What the task asks> Substitute "grocery bag" for "paper bag" in the listing lines between the one holding "If there is any roll" and the one holding "[313,328,336,345]", inclusive, and give back only those lines with nothing else changed.
★ ★ ★ ★ ★ ★ ★
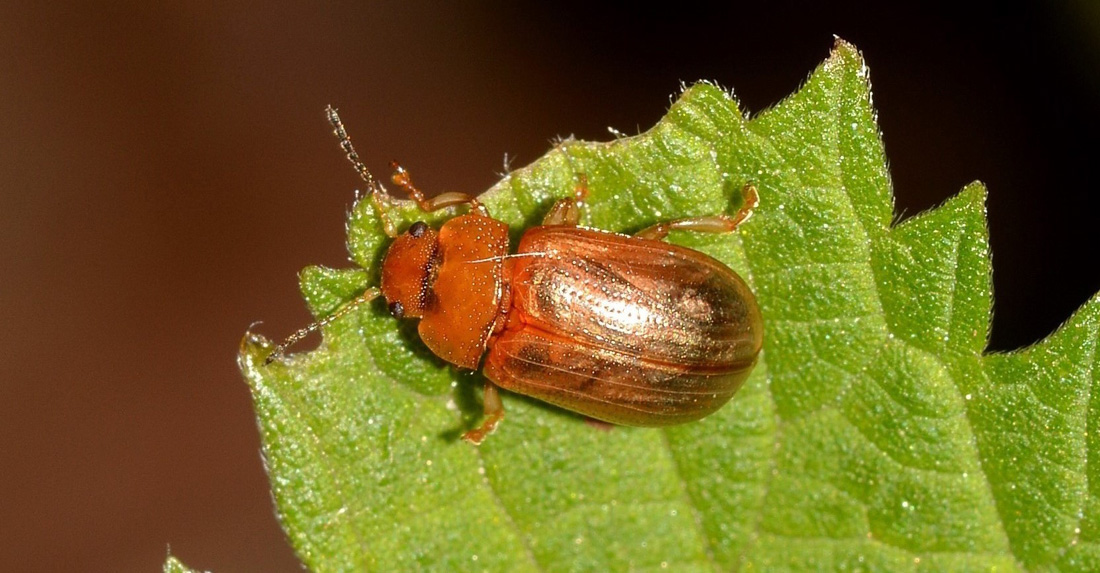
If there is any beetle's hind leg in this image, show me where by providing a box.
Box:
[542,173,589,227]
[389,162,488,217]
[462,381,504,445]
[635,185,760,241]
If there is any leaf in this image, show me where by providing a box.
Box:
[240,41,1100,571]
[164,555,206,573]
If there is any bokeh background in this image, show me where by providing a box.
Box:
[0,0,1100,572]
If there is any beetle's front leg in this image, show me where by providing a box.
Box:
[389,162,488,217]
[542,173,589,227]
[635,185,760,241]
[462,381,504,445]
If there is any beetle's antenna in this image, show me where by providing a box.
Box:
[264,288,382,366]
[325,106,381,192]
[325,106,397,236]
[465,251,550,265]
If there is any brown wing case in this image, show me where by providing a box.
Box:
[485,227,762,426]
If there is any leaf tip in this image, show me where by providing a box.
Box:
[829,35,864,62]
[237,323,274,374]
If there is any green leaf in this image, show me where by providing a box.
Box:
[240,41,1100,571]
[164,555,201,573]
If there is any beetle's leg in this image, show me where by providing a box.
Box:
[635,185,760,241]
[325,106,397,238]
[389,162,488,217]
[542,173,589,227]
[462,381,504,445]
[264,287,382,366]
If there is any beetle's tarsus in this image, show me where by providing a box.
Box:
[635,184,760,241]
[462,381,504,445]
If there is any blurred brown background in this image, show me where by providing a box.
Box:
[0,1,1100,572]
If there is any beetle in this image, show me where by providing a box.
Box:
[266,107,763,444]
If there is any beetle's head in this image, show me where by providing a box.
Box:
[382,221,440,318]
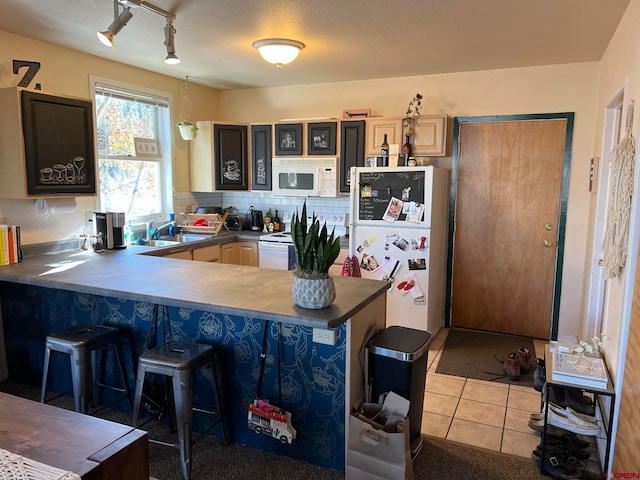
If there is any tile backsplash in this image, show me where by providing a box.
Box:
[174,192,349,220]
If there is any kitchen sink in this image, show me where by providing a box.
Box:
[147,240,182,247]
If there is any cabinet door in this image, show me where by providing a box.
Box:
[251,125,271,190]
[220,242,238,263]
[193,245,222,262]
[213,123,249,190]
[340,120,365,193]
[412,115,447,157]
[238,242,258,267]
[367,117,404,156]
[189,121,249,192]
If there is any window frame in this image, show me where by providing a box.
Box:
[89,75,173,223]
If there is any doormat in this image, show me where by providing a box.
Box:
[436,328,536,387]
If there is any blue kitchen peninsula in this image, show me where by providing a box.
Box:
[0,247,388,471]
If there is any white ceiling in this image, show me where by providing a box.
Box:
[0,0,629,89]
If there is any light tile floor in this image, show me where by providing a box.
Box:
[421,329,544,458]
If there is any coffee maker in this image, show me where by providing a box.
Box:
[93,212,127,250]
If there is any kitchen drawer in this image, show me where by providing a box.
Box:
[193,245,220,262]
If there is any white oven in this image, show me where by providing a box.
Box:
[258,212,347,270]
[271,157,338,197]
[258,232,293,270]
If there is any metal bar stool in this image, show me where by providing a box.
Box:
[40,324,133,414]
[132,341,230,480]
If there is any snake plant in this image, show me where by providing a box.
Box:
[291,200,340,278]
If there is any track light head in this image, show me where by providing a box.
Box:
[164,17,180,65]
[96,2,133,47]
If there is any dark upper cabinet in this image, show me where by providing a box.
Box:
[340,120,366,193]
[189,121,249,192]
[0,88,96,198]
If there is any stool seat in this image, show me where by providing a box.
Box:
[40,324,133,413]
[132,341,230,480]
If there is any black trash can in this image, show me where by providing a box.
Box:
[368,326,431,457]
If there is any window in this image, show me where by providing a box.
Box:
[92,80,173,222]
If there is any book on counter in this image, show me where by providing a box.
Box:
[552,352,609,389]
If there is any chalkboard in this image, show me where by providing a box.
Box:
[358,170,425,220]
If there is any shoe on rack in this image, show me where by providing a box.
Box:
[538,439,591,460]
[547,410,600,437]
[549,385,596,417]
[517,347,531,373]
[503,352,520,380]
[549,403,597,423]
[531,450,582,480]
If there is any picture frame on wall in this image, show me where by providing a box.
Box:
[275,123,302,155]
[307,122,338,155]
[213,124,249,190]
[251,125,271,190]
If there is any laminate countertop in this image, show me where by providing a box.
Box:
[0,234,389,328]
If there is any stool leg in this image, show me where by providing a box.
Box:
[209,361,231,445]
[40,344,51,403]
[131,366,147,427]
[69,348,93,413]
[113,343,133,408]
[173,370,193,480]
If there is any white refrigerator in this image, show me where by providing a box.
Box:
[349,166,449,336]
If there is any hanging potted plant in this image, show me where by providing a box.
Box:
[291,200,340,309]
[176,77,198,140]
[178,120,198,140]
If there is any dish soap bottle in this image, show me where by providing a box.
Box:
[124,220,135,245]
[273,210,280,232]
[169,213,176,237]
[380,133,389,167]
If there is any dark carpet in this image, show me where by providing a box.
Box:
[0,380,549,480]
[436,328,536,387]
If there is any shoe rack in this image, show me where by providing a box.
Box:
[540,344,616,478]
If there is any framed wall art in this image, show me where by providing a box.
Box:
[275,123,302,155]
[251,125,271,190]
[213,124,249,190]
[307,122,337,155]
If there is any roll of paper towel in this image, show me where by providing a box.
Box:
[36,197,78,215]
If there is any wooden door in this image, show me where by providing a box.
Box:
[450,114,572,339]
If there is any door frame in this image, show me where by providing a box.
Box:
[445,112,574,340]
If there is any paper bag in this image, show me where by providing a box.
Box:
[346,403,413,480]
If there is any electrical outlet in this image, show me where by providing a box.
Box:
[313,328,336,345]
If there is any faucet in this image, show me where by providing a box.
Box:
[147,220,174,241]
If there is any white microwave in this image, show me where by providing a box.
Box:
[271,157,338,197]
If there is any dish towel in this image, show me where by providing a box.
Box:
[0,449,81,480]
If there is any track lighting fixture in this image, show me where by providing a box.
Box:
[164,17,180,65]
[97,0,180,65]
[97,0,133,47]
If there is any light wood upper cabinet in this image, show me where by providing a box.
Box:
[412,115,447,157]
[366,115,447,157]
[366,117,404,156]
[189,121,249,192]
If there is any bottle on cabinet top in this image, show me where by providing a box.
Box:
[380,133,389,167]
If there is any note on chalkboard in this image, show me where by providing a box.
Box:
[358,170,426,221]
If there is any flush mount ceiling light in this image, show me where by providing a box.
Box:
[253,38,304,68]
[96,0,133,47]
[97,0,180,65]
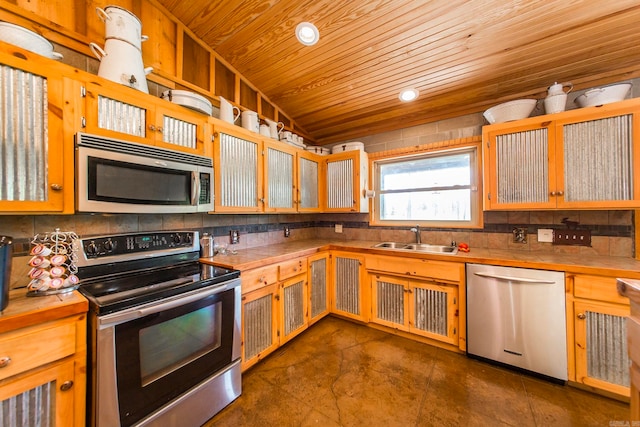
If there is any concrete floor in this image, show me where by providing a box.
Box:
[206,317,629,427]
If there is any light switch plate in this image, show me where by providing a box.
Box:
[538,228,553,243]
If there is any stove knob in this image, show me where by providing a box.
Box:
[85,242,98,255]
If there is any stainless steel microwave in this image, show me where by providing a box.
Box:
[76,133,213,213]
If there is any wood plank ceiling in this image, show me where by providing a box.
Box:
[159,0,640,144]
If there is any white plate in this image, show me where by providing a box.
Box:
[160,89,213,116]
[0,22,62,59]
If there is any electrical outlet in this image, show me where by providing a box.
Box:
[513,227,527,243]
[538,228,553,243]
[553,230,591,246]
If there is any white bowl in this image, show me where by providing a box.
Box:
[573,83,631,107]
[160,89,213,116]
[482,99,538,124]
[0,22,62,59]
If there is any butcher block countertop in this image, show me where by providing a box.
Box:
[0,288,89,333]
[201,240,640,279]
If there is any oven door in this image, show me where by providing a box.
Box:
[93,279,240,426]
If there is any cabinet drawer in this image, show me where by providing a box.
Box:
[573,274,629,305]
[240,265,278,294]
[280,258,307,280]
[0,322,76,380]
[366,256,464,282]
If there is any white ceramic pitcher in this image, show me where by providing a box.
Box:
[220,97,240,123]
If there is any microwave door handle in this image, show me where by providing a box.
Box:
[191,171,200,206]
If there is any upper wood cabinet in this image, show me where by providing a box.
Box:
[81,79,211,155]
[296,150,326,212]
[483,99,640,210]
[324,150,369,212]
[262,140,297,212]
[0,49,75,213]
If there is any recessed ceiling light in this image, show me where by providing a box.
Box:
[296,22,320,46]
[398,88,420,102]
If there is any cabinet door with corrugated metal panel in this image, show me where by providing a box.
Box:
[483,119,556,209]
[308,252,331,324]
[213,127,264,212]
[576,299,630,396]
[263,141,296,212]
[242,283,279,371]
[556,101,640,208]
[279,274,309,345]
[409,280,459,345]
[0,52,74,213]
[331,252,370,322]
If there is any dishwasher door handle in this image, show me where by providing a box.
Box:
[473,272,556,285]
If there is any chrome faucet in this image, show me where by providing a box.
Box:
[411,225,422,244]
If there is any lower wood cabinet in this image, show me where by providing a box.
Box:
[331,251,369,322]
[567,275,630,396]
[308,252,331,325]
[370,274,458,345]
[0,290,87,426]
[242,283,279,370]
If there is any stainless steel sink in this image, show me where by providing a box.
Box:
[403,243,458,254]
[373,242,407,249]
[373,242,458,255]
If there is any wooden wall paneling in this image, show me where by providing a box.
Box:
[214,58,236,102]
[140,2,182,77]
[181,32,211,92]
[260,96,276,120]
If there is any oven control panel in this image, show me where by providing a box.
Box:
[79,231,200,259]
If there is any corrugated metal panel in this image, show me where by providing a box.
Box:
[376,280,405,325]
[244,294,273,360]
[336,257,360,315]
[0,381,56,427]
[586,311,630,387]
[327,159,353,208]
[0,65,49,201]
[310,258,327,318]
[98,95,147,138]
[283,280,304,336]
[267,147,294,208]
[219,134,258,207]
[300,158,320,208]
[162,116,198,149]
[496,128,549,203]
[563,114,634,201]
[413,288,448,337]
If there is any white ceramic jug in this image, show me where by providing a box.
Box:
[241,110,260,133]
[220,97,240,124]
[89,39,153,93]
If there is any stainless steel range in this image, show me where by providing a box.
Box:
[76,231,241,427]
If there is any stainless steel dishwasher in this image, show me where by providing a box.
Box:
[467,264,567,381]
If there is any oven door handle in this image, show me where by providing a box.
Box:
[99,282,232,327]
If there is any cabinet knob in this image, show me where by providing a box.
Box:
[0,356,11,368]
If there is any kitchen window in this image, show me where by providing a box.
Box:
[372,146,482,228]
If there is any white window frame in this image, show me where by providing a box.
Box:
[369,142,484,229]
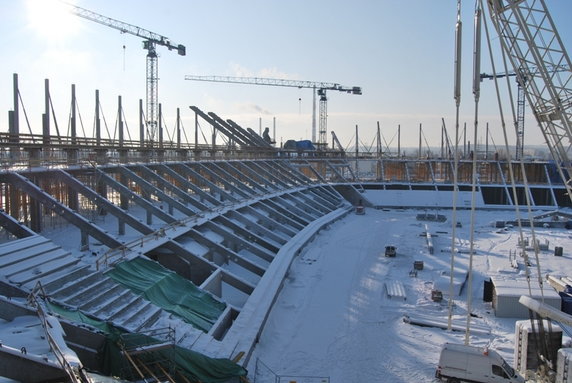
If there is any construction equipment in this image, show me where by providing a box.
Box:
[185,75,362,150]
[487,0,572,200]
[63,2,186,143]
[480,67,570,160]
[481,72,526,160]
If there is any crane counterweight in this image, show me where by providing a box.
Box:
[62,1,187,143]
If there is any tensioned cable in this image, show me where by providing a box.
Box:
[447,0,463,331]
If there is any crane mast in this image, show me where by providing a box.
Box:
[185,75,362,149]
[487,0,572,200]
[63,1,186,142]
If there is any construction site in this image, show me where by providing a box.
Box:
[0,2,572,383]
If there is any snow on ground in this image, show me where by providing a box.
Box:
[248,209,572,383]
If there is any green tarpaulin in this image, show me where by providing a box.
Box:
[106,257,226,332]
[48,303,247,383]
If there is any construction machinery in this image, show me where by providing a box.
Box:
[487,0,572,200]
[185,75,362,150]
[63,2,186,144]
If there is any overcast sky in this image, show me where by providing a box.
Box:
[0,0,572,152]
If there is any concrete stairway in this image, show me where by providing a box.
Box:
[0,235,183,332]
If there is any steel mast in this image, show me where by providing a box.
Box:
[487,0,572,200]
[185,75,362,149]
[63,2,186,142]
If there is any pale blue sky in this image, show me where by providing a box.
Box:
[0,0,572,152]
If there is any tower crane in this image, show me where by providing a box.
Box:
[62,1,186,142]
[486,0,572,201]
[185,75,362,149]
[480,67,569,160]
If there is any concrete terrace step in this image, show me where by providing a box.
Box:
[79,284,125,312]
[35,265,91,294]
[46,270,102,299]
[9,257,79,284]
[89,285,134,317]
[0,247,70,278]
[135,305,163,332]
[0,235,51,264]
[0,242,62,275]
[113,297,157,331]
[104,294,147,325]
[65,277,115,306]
★ ★ ★ ★ ★ ★ ★
In response>
If there is any roll of paper towel in this image, show me where by providing a box.
Box:
[36,197,78,215]
If there is any wooden door in this image, show me where by providing a box.
Box:
[450,114,572,339]
If there is any door frame in this image, show me where by providing a box.
Box:
[445,112,574,340]
If there is any grocery bag in this image, show me where by providing a box.
Box:
[346,403,413,480]
If there is any electrical outlet in this image, show me where by providing a box.
Box:
[313,328,336,345]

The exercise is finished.